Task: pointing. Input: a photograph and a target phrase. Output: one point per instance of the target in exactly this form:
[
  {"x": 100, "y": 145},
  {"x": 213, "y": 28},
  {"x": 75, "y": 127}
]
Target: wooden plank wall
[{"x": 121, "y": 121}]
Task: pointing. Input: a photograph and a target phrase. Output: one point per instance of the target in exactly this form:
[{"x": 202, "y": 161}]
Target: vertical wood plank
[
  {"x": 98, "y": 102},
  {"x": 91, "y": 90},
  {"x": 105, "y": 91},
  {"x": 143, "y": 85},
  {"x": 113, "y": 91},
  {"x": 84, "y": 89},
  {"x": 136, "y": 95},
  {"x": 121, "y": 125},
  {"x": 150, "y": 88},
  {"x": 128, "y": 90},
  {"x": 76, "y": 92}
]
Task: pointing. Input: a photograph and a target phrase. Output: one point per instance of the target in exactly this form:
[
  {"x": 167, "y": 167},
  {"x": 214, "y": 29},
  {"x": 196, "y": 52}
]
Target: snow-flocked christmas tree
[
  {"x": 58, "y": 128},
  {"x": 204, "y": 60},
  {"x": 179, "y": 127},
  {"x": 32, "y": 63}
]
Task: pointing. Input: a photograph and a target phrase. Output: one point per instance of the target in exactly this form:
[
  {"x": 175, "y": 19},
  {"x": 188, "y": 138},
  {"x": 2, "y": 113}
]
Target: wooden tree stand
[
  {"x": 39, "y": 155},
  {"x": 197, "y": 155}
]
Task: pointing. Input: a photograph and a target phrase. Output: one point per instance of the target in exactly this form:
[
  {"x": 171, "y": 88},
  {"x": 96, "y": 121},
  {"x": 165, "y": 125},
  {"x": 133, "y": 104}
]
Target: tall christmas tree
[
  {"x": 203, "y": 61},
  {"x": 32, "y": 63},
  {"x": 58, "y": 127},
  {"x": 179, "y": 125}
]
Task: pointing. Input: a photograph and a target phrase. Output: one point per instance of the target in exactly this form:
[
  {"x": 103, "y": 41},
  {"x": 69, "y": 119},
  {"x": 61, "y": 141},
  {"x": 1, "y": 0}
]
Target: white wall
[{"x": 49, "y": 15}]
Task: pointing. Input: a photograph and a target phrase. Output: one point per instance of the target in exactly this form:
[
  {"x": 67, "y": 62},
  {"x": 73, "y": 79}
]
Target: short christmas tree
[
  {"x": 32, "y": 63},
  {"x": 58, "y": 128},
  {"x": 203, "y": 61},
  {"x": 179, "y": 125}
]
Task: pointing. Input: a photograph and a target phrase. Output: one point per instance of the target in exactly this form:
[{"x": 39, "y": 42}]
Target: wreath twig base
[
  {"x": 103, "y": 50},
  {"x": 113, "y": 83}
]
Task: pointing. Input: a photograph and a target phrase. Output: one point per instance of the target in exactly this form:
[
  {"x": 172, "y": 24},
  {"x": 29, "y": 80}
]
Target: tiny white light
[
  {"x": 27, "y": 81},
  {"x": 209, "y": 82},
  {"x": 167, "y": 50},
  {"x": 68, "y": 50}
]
◆ ◆ ◆ ◆ ◆
◆ Written instruction
Pull out every line in the data above that contains the word "wooden", and copy each of those lines in full.

◆ The output
Target: wooden plank wall
Target: wooden tree stand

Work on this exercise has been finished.